* _Input rows_
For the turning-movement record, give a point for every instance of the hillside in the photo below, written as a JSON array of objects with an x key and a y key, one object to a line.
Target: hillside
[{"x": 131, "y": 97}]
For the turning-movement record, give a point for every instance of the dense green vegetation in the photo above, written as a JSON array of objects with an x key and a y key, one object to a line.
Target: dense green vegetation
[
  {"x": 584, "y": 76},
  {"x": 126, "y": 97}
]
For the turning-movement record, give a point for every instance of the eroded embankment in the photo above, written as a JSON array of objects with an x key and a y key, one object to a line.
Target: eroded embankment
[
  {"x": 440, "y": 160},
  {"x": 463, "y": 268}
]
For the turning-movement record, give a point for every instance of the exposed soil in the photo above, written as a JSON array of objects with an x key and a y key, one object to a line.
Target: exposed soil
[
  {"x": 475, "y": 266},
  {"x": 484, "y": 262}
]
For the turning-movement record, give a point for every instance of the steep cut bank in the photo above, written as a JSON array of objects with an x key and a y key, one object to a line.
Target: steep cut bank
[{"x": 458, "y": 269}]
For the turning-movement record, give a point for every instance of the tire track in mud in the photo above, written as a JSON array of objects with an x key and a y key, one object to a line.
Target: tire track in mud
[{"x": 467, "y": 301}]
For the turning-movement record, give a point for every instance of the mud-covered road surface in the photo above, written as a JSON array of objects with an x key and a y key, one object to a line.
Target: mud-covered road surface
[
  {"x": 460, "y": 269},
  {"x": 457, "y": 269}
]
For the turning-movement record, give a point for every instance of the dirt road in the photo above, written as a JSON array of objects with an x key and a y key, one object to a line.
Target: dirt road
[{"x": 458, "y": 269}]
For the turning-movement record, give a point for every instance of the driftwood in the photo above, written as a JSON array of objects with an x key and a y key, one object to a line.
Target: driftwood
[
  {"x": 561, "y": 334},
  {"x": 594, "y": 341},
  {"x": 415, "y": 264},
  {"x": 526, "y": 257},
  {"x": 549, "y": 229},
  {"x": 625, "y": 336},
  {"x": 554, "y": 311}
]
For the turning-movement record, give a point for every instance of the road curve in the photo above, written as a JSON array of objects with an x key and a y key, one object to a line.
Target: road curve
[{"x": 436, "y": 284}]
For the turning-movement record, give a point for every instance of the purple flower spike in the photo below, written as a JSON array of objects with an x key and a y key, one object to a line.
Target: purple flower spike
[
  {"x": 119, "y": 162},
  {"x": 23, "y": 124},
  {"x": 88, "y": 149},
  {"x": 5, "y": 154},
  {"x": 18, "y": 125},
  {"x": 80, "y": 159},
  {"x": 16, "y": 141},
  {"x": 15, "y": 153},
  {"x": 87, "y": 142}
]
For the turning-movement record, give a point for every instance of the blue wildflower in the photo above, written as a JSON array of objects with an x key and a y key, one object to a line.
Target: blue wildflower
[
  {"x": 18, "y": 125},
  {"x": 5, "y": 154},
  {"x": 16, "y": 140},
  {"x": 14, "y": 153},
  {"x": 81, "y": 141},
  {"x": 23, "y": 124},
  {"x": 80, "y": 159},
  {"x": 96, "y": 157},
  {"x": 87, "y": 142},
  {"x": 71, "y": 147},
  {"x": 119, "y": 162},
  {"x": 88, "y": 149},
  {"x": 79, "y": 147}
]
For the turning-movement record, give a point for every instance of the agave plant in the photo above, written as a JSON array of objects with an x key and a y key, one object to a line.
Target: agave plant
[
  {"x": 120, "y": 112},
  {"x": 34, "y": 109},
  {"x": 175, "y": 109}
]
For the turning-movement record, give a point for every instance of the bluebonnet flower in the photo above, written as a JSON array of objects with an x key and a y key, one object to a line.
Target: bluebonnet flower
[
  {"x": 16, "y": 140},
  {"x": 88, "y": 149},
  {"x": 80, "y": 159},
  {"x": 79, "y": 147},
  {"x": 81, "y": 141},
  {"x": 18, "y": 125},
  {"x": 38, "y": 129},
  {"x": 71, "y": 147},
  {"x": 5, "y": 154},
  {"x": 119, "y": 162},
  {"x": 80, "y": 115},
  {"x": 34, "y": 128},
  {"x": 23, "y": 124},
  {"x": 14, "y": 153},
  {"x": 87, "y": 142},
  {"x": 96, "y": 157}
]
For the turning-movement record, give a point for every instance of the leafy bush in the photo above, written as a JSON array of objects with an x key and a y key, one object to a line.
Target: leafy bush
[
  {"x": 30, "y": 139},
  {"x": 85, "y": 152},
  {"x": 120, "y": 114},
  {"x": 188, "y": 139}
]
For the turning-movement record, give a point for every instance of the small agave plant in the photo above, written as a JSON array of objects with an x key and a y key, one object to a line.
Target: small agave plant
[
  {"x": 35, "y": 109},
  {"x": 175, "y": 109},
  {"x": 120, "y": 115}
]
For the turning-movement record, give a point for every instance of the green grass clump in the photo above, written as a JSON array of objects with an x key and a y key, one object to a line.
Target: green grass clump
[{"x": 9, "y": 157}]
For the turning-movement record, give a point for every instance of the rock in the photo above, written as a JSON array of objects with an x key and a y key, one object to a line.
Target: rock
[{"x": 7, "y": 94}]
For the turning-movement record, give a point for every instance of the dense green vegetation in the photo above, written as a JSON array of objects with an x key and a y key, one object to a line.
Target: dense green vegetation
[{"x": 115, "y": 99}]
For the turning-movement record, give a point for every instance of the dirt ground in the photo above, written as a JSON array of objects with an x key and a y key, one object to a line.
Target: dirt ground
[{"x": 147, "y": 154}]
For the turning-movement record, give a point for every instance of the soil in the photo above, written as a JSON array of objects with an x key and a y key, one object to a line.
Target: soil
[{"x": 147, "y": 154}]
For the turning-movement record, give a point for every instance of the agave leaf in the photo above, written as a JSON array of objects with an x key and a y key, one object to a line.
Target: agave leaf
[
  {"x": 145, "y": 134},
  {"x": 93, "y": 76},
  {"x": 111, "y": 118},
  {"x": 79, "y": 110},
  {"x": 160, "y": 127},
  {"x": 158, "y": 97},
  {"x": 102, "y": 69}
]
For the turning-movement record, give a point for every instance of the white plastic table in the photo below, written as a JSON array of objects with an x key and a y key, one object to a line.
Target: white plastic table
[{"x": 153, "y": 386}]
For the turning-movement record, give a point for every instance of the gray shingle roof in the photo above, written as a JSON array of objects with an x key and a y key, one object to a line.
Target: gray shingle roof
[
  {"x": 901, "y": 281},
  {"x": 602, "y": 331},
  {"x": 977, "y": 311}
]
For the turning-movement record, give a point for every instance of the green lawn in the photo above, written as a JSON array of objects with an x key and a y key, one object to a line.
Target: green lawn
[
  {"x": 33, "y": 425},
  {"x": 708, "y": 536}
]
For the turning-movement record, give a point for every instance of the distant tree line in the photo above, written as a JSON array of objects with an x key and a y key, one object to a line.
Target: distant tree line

* _What is expected_
Can you format every line of the records above as a Markdown table with the columns "Row" and "Line", numbering each row and leaving out any blank lines?

* _Answer to the task_
| Row | Line |
|---|---|
| 1 | For the turning-movement record, give a point for every instance of the hillside in the photo below, written as a JSON array of objects with an x key and a y key, one object to a line. |
| 2 | Target: hillside |
| 3 | [{"x": 131, "y": 97}] |
| 4 | For the turning-movement record, give a point for every instance of the dense green vegetation in the photo above, written as a JSON array of objects with an x key and a y key, one object to a line. |
| 5 | Target: dense green vegetation |
| 6 | [ |
| 7 |   {"x": 584, "y": 76}, |
| 8 |   {"x": 126, "y": 97} |
| 9 | ] |
| 10 | For the turning-movement record, give a point for every instance of the eroded embankment in the photo above, written as a JSON array of objects with an x key and a y key, one object to a line. |
| 11 | Target: eroded embankment |
| 12 | [ |
| 13 |   {"x": 440, "y": 160}, |
| 14 |   {"x": 463, "y": 268} |
| 15 | ] |
| 16 | For the turning-movement record, give a point for every instance of the exposed soil in the photo above, written as a JSON array of objects with an x key and a y key, one object to a line. |
| 17 | Target: exposed soil |
| 18 | [ |
| 19 |   {"x": 475, "y": 266}, |
| 20 |   {"x": 484, "y": 262} |
| 21 | ] |
| 22 | For the turning-movement record, give a point for every instance of the steep cut bank in the photo above, written as a JSON array of objects with an x key and a y key, one object to a line. |
| 23 | Target: steep cut bank |
| 24 | [{"x": 458, "y": 269}] |
| 25 | For the turning-movement record, give a point for every instance of the tire track in mud in the photo above, written as a JSON array of objects with an x key and a y key, one object to a line. |
| 26 | Target: tire track in mud |
| 27 | [{"x": 467, "y": 301}] |
| 28 | For the turning-movement record, give a point for every instance of the mud-covered road surface in the photo above, written as a JSON array of objects with an x key and a y key, one object to a line. |
| 29 | Target: mud-covered road surface |
| 30 | [ |
| 31 |   {"x": 460, "y": 269}, |
| 32 |   {"x": 457, "y": 269} |
| 33 | ] |
| 34 | For the turning-movement record, give a point for every instance of the dirt road in the photo above, written as a JSON array of objects with an x key and a y key, one object to a line. |
| 35 | Target: dirt road |
| 36 | [{"x": 458, "y": 269}] |
| 37 | For the turning-movement record, give a point for every instance of the driftwood in the photo above, written as a JSON array of objects with an x key and a y key, one object to a line. |
| 38 | Target: driftwood |
| 39 | [ |
| 40 |   {"x": 561, "y": 334}, |
| 41 |   {"x": 594, "y": 341}, |
| 42 |   {"x": 415, "y": 264}, |
| 43 |   {"x": 526, "y": 257}, |
| 44 |   {"x": 549, "y": 229}, |
| 45 |   {"x": 625, "y": 336}, |
| 46 |   {"x": 554, "y": 311} |
| 47 | ] |
| 48 | For the turning-movement record, give a point for every instance of the road curve in the photo above, written as a JSON array of objects with an x key and a y key, one object to a line. |
| 49 | Target: road curve |
| 50 | [{"x": 436, "y": 284}] |
| 51 | For the turning-movement record, give a point for every instance of the purple flower spike in the photo below, written as a JSON array of objects with an x key and a y key, one object to a line. |
| 52 | Target: purple flower spike |
| 53 | [ |
| 54 |   {"x": 119, "y": 162}, |
| 55 |   {"x": 23, "y": 124}, |
| 56 |   {"x": 88, "y": 149}, |
| 57 |   {"x": 5, "y": 154}, |
| 58 |   {"x": 18, "y": 125}, |
| 59 |   {"x": 80, "y": 159}, |
| 60 |   {"x": 16, "y": 141}, |
| 61 |   {"x": 15, "y": 153}, |
| 62 |   {"x": 87, "y": 142} |
| 63 | ] |
| 64 | For the turning-movement record, give a point for every instance of the blue wildflower in the photo above, written as a JSON array of objects with an x key and a y key, one object to a line. |
| 65 | Target: blue wildflower |
| 66 | [ |
| 67 |   {"x": 18, "y": 125}, |
| 68 |   {"x": 5, "y": 154}, |
| 69 |   {"x": 16, "y": 140}, |
| 70 |   {"x": 14, "y": 153}, |
| 71 |   {"x": 81, "y": 141}, |
| 72 |   {"x": 23, "y": 124}, |
| 73 |   {"x": 80, "y": 159}, |
| 74 |   {"x": 96, "y": 157}, |
| 75 |   {"x": 87, "y": 142}, |
| 76 |   {"x": 71, "y": 147}, |
| 77 |   {"x": 119, "y": 162}, |
| 78 |   {"x": 88, "y": 149}, |
| 79 |   {"x": 79, "y": 147} |
| 80 | ] |
| 81 | For the turning-movement record, give a point for every instance of the agave plant in the photo above, written as a JSON array of objects with an x key and a y key, one object to a line. |
| 82 | Target: agave plant |
| 83 | [ |
| 84 |   {"x": 120, "y": 112}, |
| 85 |   {"x": 34, "y": 109}, |
| 86 |   {"x": 175, "y": 109} |
| 87 | ] |
| 88 | For the turning-movement record, give a point for every instance of the bluebonnet flower in the photo above, written as a JSON array of objects with an x key and a y key, one object to a line. |
| 89 | Target: bluebonnet flower |
| 90 | [ |
| 91 |   {"x": 16, "y": 140}, |
| 92 |   {"x": 88, "y": 149}, |
| 93 |   {"x": 80, "y": 159}, |
| 94 |   {"x": 79, "y": 147}, |
| 95 |   {"x": 81, "y": 141}, |
| 96 |   {"x": 18, "y": 125}, |
| 97 |   {"x": 38, "y": 129}, |
| 98 |   {"x": 71, "y": 147}, |
| 99 |   {"x": 5, "y": 154}, |
| 100 |   {"x": 119, "y": 162}, |
| 101 |   {"x": 80, "y": 115}, |
| 102 |   {"x": 34, "y": 128}, |
| 103 |   {"x": 23, "y": 124}, |
| 104 |   {"x": 14, "y": 153}, |
| 105 |   {"x": 87, "y": 142}, |
| 106 |   {"x": 96, "y": 157} |
| 107 | ] |
| 108 | For the turning-movement record, give a point for every instance of the leafy bush in the photo above, written as a JSON array of objects with an x key and a y key, one object to a line. |
| 109 | Target: leafy bush |
| 110 | [ |
| 111 |   {"x": 30, "y": 139}, |
| 112 |   {"x": 85, "y": 152}, |
| 113 |   {"x": 120, "y": 114}, |
| 114 |   {"x": 188, "y": 139} |
| 115 | ] |
| 116 | For the turning-movement record, give a point for every instance of the small agave plant in the photo above, written as a JSON array of objects with an x key and a y key, one object to a line. |
| 117 | Target: small agave plant |
| 118 | [ |
| 119 |   {"x": 35, "y": 109}, |
| 120 |   {"x": 175, "y": 109}, |
| 121 |   {"x": 120, "y": 115} |
| 122 | ] |
| 123 | For the turning-movement record, give a point for every instance of the green grass clump in the photo above, written as a JSON array of objects with an x key and a y key, one object to a line. |
| 124 | Target: green grass clump |
| 125 | [{"x": 9, "y": 157}] |
| 126 | For the turning-movement record, give a point for every instance of the rock in the photo above, written as a JSON array of objects with an x key and a y key, one object to a line. |
| 127 | Target: rock |
| 128 | [{"x": 7, "y": 94}] |
| 129 | For the turning-movement record, give a point for every instance of the dense green vegetation in the photo above, written as a JSON array of objects with an x key and a y key, one object to a line. |
| 130 | Target: dense green vegetation |
| 131 | [{"x": 115, "y": 99}] |
| 132 | For the turning-movement record, give a point for every instance of the dirt ground in the photo above, written as a JSON array of objects with an x key and a y key, one object to a line. |
| 133 | Target: dirt ground |
| 134 | [{"x": 147, "y": 154}] |
| 135 | For the turning-movement record, give a point for every instance of the soil in the photo above, written as a JSON array of objects with an x key and a y key, one object to a line. |
| 136 | Target: soil |
| 137 | [{"x": 147, "y": 154}] |
| 138 | For the turning-movement record, give a point for every instance of the agave leaf in the photo above, written as a JSON array of objects with an x key and a y key, one object to a line. |
| 139 | Target: agave leaf |
| 140 | [ |
| 141 |   {"x": 145, "y": 134}, |
| 142 |   {"x": 93, "y": 76}, |
| 143 |   {"x": 111, "y": 118}, |
| 144 |   {"x": 79, "y": 110}, |
| 145 |   {"x": 160, "y": 127}, |
| 146 |   {"x": 158, "y": 97}, |
| 147 |   {"x": 102, "y": 69} |
| 148 | ] |
| 149 | For the turning-movement record, give a point for every instance of the white plastic table in the photo below, written as a JSON array of objects with an x key and a y key, one object to a line. |
| 150 | Target: white plastic table |
| 151 | [{"x": 153, "y": 386}] |
| 152 | For the turning-movement record, give a point for every instance of the gray shingle roof in the photo above, written as a JSON array of objects with an x key and a y key, one object to a line. |
| 153 | Target: gray shingle roof |
| 154 | [ |
| 155 |   {"x": 901, "y": 281}, |
| 156 |   {"x": 602, "y": 331}, |
| 157 |   {"x": 977, "y": 311} |
| 158 | ] |
| 159 | For the turning-movement record, give a point for every instance of the green lawn in the photo above, written as a JSON array of objects with an x key and a y key, one object to a line. |
| 160 | Target: green lawn |
| 161 | [ |
| 162 |   {"x": 33, "y": 425}, |
| 163 |   {"x": 708, "y": 536} |
| 164 | ] |
| 165 | For the turning-movement record, give a point for every instance of the distant tree line in the photo above, written as a JSON array of objects with an x key and a y key, one object to a line. |
| 166 | Target: distant tree line |